== PROVIDED TEXT ==
* BEGIN *

Let \(L_i = \mathcal L(r_i)\) for \(i=1,2,3\). An element of \(L_1\cdot(L_2 \cup L_3)\) is a word of the form \(wu\) where \(w \in L_1\) and either \(u \in L_2\) or \(u \in L_3\). What does an element of \((L_1 \cdot L_2) \cup (L_1 \cdot L_3)\) look like?

Kleene Star

So far, we have dealt with unions and sequential composition. The last operation on our list to deal with is the Kleene star, which is... let's just say, a lot less familiar. The gist of the equations we are about to see is this: The Kleene star of a language consists of the empty word (if it is not already there), as well as any concatenation of the words in the language (including repetitions).

* END *

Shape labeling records
* BEGIN *

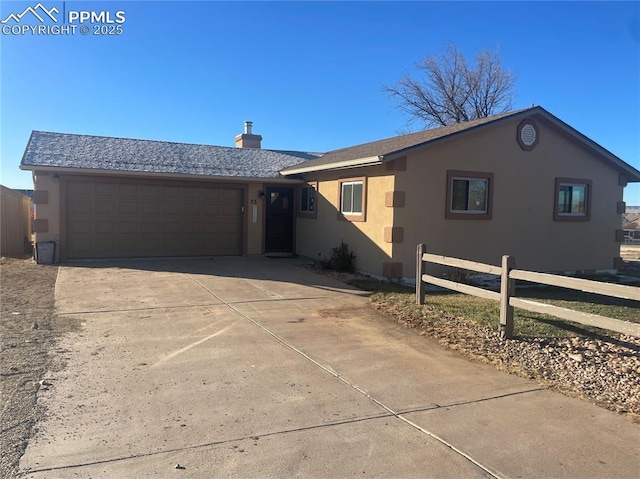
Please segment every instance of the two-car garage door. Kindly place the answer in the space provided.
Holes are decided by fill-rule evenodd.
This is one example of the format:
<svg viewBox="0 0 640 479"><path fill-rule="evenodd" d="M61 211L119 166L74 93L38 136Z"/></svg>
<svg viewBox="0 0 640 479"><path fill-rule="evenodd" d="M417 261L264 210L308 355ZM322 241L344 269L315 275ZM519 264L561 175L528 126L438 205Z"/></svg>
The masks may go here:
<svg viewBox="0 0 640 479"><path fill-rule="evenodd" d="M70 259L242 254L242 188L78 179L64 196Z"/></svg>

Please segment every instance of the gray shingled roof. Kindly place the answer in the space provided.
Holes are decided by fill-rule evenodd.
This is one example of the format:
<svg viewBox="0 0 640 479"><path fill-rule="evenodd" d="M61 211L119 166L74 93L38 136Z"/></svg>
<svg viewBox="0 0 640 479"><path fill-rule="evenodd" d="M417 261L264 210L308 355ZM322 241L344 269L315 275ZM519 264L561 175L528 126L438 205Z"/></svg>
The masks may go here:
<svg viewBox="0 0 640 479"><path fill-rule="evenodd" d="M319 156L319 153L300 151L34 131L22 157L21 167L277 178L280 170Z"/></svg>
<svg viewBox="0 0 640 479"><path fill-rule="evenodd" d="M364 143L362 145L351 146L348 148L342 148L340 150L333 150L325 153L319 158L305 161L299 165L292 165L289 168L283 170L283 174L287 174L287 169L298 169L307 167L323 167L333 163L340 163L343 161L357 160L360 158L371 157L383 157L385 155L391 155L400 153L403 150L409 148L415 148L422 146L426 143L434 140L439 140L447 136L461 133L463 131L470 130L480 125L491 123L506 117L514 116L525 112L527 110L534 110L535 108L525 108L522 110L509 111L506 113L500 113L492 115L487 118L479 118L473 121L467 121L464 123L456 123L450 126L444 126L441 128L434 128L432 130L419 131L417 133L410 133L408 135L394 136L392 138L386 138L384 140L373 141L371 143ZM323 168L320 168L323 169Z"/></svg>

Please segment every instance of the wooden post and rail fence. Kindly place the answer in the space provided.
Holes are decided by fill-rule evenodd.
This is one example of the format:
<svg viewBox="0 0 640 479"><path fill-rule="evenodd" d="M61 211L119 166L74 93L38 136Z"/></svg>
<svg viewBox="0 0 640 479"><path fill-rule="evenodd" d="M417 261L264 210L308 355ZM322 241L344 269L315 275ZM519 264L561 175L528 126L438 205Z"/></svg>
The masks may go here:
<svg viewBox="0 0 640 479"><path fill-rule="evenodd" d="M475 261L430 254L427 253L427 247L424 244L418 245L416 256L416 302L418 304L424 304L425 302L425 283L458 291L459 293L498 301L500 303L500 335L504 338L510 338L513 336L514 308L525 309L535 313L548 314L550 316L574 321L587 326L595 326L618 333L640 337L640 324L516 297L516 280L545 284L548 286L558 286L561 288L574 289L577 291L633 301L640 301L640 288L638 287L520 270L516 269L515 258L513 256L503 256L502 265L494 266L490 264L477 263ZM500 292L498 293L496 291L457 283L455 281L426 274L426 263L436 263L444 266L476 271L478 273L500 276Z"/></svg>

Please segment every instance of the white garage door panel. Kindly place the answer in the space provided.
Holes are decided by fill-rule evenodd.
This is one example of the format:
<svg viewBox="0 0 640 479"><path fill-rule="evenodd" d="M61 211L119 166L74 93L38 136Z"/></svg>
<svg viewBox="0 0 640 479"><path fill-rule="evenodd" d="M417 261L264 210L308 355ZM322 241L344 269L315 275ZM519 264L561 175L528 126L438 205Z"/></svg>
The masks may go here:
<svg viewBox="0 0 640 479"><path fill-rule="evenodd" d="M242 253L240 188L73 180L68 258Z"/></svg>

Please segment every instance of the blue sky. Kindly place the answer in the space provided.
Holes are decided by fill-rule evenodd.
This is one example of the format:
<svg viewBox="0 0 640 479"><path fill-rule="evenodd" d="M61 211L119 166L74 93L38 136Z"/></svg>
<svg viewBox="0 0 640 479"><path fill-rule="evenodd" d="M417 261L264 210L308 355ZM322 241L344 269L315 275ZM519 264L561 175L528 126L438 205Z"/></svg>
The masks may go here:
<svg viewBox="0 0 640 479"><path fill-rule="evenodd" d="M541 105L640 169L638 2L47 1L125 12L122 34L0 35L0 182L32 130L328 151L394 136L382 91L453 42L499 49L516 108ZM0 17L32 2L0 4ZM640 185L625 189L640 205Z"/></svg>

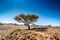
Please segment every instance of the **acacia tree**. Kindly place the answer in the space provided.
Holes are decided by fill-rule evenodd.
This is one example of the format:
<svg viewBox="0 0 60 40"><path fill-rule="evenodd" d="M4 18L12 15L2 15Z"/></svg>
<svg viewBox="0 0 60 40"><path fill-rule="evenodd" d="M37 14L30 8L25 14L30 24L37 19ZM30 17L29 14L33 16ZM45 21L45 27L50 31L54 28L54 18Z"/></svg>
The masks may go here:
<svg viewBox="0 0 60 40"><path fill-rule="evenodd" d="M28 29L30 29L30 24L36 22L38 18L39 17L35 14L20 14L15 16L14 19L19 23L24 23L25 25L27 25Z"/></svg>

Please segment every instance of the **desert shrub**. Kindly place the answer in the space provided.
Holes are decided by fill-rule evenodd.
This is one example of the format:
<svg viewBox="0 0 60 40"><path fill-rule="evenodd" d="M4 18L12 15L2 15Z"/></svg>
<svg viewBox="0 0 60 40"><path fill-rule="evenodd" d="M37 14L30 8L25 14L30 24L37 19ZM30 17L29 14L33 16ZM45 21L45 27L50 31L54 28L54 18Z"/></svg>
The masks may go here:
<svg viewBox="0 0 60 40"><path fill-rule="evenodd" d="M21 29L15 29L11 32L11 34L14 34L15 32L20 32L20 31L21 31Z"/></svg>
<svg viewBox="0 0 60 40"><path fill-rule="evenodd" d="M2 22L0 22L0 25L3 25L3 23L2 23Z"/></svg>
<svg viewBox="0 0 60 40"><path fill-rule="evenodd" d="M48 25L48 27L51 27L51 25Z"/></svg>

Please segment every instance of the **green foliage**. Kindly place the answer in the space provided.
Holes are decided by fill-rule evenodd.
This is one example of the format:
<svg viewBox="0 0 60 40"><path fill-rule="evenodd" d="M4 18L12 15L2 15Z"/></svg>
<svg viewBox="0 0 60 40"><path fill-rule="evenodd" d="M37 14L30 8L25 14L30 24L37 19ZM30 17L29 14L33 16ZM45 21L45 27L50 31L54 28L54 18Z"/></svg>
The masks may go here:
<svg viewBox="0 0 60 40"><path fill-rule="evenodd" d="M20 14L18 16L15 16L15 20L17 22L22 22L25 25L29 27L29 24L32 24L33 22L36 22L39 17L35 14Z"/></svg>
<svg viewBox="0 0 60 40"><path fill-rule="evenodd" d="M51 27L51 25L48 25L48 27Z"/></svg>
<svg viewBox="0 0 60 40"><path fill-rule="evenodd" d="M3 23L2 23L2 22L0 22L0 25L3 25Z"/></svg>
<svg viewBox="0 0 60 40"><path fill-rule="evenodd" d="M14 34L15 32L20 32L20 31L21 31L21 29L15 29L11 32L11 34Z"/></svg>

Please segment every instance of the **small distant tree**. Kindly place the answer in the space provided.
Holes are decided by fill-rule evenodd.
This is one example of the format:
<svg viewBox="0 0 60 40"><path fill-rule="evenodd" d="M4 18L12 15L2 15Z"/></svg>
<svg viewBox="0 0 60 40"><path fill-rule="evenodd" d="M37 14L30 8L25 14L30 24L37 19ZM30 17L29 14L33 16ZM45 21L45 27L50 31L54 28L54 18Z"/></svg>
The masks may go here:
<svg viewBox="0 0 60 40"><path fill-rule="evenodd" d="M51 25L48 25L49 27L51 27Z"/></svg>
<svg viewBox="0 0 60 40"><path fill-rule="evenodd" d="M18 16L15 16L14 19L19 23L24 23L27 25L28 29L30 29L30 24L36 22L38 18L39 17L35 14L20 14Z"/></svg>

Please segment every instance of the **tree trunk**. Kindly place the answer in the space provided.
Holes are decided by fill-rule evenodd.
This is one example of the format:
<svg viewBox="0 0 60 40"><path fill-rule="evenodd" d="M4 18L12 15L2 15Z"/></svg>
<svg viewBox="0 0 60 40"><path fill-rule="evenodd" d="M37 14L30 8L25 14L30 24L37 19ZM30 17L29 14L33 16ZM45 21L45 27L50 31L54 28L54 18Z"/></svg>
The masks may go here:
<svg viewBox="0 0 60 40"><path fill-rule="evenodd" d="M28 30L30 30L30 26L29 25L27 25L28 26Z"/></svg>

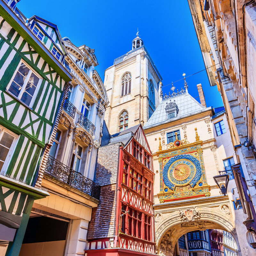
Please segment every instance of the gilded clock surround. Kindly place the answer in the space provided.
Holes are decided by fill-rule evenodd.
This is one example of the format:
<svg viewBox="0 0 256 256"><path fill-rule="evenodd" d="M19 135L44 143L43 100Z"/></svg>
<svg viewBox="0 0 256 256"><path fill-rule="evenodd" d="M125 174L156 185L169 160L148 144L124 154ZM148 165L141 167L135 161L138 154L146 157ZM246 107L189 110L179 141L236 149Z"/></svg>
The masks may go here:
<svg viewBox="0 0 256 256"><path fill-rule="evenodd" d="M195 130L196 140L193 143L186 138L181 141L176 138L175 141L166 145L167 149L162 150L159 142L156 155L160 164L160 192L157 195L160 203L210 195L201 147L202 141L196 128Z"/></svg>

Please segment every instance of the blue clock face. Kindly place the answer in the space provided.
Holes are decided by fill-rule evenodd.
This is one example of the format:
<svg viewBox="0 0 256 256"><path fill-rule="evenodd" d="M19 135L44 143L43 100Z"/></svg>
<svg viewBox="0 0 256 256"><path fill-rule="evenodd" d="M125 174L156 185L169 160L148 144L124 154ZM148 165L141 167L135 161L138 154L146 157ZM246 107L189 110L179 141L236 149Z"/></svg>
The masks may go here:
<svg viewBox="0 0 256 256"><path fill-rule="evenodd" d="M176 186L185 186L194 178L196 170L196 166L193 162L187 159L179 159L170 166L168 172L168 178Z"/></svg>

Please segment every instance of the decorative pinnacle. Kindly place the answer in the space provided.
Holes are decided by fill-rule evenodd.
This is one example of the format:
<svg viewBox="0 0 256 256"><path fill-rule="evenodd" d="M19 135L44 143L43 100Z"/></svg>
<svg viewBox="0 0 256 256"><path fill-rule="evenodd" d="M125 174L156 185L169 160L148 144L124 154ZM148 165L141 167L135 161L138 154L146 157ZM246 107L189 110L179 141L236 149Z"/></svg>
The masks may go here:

* END *

== WHAT IS ASKED ==
• a. Reproduce word for word the part of the passage on languages and the Kleene star that opens with the words containing "So far, we have" and closes with "language (including repetitions).".
• b. Write the next part of the passage on languages and the Kleene star, picking up after its final sentence.
The records have no connection to the passage on languages and the Kleene star.

== SOLVED TASKS ==
• a.
So far, we have dealt with unions and sequential composition. The last operation on our list to deal with is the Kleene star, which is... let's just say, a lot less familiar. The gist of the equations we are about to see is this: The Kleene star of a language consists of the empty word (if it is not already there), as well as any concatenation of the words in the language (including repetitions).

• b.
For example, for a letter \(a \in A\), unraveling the definition of the language semantics of \(a^*\) gives \[\mathcal L(a^*) = \{a^n \mid n \in \mathbb N\}\] For \(n = 0\), \(a^n = a^0 = \varepsilon\). For \(n > 0\), \(a^n = a a^{n-1}\). Unravelling the equation above, we can write down the following calculation: \[\begin{aligned} \mathcal L(a^*) &= \{a^0\} \cup \{a^n \mid n \in \mathbb N \text{ and } n > 0\} \\ &= \{a^0\} \cup \{aa^{n-1} \mid n \in \mathbb N \text{ and } n > 0\} \\ &= \{\varepsilon\} \cup \{aa^n \mid n \in \mathbb N\} \\ &= \{\varepsilon\} \cup (\{a\} \cdot \{a^n \mid n \in \mathbb N\}) \\ &= \mathcal L(\varepsilon) \cup (\mathcal L(a) \cdot \mathcal L(a^*)) \\ &= \mathcal L(\varepsilon + (a \cdot a^*)) \\ \end{aligned}\] In other words, \( a^* =_{\mathcal L} \varepsilon + aa^* \).

(Superfluous Addition) Let \(a \in A\). Calculate the language semantics of \((\varepsilon + a)^*\). Is there a simpler regular expression that this one is equivalent to?

The exercise and example above point to the following two equations.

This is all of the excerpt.